Work instruction 1: In the report on North Korea's artillery fire, on what date was the inter-Korean military tension reduction deal signed?
Work instruction 2: Retype the passage of the report on North Korea's artillery fire starting with "Monday’s military action" and going on through "the United States.".

Document segment:
[Start of Attachment]

Monday’s military action is in line with North Korea’s recent move to continue to fire artillery shells into inter-Korean maritime buffer zones, while justifying the barrages as countermeasures against annual military exercises between South Korea and the United States.
The artillery shots also fell inside inter-Korean maritime buffer zones on Monday morning, but north of the NLL, the JCS added. The two Koreas agreed to cease all live-fire and maritime maneuver exercises in the buffer zones in a military tension reduction deal signed during an inter-Korean summit on Sept. 19, 2018.
“It is a clear violation of the Sept. 19 military agreement and provocation that the North Korean military fired shells from multiple rocket launchers in response to the South Korean military’s normal operational measures against the North Korean merchant vessel intruding over the NLL,” the JCS said in a statement.
An unnamed spokesman for the North's General Staff of the Korean People’s Army said the military “opened 10 threatening and warning fires in the direction of 270 degrees of firing azimuth from the area of Ryongyon County at 5:15 (a.m.) on October 24” in an English-language statement. The statement was issued Monday morning immediately after North Korea took the military action.
The KPA General Staff claimed that the North Korean military fired warning shots after the South Korean Navy’s frigate intruded across the maritime military demarcation line designated by North Korea in the waters 20 km northwest of Baengnyeongdo at around 3:50 a.m.

[End of Attachment]

Extracted entries:
[Start of Attachment]

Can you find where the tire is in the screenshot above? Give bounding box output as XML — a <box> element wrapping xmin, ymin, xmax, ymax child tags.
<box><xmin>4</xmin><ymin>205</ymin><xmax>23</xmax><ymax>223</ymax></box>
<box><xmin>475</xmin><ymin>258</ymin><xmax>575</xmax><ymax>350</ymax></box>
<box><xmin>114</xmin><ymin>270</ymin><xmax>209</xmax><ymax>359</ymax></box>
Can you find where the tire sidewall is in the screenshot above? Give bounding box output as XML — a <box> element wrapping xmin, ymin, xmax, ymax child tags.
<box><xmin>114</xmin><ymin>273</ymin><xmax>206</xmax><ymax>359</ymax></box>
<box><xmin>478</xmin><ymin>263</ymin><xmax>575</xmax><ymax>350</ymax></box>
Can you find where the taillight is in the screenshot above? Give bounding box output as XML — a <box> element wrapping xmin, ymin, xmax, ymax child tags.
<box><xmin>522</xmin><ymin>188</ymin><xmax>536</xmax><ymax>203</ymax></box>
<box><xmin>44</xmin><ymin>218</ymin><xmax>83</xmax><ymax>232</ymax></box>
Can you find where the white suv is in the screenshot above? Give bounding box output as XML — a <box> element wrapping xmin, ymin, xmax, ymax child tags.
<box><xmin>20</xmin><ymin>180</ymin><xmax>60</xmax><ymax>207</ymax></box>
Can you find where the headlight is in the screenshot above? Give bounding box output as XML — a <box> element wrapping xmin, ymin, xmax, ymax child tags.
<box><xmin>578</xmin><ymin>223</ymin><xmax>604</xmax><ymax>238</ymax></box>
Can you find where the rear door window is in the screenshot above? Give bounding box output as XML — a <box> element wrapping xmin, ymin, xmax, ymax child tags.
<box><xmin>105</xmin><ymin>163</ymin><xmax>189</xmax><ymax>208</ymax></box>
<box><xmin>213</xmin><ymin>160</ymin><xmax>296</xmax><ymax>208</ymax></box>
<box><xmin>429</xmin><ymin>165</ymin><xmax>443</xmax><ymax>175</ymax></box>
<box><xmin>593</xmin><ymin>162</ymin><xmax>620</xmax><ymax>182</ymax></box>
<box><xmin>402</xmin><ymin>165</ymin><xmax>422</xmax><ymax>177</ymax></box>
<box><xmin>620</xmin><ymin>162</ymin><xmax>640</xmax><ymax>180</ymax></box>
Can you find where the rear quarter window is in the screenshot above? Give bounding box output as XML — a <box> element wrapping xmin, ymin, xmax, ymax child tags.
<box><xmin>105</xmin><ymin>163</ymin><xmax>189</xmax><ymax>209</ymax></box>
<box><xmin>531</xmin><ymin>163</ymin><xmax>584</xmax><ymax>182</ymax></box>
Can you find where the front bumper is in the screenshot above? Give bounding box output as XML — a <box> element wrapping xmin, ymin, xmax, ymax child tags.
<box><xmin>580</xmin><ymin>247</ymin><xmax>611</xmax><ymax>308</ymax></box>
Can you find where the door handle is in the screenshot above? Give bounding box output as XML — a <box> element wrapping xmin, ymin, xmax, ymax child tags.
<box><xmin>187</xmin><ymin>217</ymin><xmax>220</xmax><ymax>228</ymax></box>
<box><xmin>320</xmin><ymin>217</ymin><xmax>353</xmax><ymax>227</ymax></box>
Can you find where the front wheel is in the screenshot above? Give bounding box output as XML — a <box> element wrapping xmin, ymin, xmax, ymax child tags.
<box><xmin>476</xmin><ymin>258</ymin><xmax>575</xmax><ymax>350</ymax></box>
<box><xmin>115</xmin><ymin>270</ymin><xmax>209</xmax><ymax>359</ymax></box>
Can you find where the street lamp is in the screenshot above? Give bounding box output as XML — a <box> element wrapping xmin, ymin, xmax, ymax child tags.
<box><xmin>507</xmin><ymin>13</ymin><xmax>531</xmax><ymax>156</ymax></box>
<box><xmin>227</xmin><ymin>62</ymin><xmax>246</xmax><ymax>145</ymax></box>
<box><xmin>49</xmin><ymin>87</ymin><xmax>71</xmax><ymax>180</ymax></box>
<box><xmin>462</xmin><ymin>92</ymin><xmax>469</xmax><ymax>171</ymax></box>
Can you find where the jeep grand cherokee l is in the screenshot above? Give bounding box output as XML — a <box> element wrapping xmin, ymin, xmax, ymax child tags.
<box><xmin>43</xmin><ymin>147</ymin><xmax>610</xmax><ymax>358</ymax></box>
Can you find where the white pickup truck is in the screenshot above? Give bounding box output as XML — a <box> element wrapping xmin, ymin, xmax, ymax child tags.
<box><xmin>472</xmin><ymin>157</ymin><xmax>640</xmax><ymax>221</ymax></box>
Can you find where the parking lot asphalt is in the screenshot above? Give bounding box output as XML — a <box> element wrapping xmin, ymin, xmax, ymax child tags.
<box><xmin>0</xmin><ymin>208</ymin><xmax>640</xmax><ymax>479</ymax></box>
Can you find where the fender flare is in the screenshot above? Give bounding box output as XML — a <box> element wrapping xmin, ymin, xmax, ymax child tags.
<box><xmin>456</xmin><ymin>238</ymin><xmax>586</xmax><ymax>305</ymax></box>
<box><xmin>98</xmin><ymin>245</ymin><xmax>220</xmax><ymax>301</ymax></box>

[End of Attachment]

Your response 1: Sept. 19, 2018

Your response 2:
Monday’s military action is in line with North Korea’s recent move to continue to fire artillery shells into inter-Korean maritime buffer zones, while justifying the barrages as countermeasures against annual military exercises between South Korea and the United States.